(Saved data entries)
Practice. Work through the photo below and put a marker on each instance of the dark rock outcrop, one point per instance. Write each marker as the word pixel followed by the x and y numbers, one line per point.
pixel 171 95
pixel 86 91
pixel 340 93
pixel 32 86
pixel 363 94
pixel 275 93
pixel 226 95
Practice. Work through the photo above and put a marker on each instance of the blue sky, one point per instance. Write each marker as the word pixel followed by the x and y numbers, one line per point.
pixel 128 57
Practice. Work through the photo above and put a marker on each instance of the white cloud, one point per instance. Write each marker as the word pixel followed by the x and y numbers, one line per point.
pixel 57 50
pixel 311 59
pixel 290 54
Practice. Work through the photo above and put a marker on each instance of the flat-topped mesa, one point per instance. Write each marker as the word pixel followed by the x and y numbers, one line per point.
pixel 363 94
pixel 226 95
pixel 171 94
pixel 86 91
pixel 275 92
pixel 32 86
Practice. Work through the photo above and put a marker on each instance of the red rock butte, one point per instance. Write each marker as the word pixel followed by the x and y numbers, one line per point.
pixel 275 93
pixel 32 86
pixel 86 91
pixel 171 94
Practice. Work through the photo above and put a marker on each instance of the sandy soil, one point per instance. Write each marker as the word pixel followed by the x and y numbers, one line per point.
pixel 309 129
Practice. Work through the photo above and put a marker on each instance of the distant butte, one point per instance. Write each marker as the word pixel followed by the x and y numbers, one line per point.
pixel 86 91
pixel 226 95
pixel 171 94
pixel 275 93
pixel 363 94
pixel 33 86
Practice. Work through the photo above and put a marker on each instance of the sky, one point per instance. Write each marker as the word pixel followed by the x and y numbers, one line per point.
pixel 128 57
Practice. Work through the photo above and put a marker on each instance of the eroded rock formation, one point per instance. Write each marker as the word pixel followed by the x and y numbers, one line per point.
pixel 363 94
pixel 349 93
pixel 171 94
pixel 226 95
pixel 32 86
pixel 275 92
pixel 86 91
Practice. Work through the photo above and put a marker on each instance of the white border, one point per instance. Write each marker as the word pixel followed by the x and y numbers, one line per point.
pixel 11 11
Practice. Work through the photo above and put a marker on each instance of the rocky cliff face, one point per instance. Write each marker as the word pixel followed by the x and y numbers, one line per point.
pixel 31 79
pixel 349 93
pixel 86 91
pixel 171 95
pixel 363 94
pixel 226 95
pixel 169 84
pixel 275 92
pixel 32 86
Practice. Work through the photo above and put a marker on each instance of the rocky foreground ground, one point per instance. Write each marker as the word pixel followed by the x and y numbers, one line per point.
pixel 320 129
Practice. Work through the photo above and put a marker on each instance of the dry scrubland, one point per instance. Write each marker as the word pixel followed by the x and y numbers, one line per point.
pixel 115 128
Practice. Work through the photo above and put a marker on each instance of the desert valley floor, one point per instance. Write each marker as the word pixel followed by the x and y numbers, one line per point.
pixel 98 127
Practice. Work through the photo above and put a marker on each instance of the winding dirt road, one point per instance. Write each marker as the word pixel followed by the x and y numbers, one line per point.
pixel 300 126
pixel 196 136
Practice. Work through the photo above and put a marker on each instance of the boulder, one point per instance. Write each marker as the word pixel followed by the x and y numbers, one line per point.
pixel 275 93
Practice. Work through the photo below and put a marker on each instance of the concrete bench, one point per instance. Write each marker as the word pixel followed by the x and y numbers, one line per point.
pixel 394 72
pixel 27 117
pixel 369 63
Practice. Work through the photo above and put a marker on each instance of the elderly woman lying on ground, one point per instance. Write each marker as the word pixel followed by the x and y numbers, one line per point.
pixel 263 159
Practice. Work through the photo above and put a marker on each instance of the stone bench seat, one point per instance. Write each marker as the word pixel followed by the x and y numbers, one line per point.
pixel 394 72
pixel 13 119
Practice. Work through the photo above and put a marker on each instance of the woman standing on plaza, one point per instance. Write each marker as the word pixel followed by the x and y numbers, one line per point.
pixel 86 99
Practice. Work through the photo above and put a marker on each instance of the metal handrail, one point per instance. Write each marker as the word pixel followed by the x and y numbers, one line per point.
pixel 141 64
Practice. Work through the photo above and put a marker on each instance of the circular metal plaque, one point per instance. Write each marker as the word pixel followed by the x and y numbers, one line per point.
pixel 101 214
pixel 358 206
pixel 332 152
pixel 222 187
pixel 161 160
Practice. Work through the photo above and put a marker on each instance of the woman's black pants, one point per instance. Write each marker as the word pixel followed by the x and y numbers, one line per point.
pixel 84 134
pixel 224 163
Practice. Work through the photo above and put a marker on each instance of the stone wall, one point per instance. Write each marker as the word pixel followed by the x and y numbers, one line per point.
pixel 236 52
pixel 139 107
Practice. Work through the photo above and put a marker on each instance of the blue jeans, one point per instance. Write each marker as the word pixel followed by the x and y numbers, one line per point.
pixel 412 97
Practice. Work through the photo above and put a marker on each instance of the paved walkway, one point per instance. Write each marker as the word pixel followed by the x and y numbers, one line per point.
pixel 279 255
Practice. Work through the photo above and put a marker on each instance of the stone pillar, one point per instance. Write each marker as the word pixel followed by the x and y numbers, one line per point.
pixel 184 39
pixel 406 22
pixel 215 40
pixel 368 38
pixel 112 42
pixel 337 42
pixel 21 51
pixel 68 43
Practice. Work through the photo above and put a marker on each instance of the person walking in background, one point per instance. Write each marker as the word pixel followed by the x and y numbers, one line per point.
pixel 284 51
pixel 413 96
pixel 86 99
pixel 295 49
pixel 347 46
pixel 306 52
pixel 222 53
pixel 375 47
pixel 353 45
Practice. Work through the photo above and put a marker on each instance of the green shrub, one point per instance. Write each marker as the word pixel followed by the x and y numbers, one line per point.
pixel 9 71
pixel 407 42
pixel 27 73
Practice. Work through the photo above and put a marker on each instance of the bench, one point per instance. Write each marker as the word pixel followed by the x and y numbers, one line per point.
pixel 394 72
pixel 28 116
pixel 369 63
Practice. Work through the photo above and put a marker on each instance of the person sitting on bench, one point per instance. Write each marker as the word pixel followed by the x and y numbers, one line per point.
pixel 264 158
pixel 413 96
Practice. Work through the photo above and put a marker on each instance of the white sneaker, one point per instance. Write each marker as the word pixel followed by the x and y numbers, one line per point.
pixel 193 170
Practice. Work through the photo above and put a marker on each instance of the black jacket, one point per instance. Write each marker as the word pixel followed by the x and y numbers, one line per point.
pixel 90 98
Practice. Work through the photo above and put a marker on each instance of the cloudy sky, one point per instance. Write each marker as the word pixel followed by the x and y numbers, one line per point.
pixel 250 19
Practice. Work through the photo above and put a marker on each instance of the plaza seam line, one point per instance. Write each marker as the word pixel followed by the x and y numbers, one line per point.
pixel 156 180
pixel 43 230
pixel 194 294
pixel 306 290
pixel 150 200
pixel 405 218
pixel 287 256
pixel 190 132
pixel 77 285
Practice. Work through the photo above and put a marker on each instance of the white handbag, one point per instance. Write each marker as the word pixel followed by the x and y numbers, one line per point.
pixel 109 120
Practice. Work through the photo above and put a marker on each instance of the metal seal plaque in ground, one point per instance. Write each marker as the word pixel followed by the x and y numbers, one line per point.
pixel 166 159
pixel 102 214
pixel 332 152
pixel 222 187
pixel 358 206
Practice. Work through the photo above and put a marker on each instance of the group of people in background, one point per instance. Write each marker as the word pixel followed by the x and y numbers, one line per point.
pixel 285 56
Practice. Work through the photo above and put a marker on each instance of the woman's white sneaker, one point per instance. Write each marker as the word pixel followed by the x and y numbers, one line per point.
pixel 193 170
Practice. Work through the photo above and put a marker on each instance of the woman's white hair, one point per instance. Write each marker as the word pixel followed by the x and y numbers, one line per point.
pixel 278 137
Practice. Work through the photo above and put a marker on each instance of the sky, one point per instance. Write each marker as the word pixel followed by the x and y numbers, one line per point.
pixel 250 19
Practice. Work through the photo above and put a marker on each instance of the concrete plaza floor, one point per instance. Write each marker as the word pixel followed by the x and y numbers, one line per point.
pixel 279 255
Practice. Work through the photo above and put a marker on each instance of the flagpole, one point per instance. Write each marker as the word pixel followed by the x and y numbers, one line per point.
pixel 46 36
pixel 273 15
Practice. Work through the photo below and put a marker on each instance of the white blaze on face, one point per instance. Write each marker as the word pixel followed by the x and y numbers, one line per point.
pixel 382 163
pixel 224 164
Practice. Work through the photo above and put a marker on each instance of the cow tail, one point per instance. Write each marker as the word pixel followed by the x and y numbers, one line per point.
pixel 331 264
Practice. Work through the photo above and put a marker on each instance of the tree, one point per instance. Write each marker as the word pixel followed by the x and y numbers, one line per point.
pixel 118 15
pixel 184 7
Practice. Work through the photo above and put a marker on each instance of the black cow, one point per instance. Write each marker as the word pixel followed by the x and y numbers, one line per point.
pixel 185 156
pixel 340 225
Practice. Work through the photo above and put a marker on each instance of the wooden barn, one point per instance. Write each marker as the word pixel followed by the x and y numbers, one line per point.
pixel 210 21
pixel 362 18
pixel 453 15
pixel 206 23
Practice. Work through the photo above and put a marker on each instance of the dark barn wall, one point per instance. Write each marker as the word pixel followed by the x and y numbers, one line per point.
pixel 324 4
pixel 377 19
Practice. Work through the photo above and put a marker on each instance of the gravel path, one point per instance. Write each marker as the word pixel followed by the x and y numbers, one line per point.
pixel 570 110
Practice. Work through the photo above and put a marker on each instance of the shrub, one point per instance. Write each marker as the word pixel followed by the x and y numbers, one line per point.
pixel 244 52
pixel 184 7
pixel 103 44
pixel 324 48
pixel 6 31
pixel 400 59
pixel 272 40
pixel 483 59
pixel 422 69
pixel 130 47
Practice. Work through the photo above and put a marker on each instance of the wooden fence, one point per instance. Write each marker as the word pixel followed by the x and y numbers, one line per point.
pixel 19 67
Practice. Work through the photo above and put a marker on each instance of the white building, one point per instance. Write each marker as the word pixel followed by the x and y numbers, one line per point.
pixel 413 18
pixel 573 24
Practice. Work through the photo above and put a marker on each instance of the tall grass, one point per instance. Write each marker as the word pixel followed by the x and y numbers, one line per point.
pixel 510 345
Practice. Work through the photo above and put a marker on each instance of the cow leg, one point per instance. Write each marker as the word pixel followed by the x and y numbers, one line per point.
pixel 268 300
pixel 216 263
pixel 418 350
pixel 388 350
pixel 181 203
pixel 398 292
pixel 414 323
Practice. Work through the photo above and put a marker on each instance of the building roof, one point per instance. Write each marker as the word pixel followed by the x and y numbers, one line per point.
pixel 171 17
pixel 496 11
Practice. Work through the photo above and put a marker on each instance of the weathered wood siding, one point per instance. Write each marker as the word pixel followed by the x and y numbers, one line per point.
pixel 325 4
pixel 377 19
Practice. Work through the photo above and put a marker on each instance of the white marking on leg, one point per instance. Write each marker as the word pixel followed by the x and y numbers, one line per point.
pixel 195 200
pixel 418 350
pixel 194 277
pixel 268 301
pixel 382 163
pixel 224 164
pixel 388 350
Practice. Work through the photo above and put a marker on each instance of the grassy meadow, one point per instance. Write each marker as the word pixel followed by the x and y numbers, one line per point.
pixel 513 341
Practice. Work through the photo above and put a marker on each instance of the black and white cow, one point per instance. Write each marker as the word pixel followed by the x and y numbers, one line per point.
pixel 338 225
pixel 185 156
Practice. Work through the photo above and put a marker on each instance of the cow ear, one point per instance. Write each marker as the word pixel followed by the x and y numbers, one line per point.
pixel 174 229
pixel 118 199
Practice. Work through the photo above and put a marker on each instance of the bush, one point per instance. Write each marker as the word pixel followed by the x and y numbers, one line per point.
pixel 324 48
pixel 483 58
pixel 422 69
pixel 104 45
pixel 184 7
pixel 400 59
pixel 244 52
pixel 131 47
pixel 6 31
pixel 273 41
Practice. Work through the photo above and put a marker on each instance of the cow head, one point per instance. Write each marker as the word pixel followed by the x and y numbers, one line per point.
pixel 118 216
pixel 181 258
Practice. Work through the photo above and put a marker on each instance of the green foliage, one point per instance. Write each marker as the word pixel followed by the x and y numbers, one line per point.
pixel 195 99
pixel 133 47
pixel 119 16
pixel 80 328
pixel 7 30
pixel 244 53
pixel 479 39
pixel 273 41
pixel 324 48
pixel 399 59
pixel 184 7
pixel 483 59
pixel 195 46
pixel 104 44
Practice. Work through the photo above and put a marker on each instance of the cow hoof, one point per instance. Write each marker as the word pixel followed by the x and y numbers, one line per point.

§ What needs to be done
Would you reproduce, word for word, the lines from the one holding "green foliage, one" through the final line of the entries, both included?

§ Answer space
Practice. Work through the photo above and put a marker on each instance of the green foliage, one point per instance. Write each marker as the word pixel followed by the x and y numbers, one line per point.
pixel 195 99
pixel 133 47
pixel 119 16
pixel 80 328
pixel 7 30
pixel 244 53
pixel 479 39
pixel 273 41
pixel 324 48
pixel 399 59
pixel 184 7
pixel 483 59
pixel 195 46
pixel 104 44
Practice. Work through the photo above and put a marker on each instance of the cow hoof, one point per instance. Write each marker as the word pixel followed by the x and y numbers, one line per point.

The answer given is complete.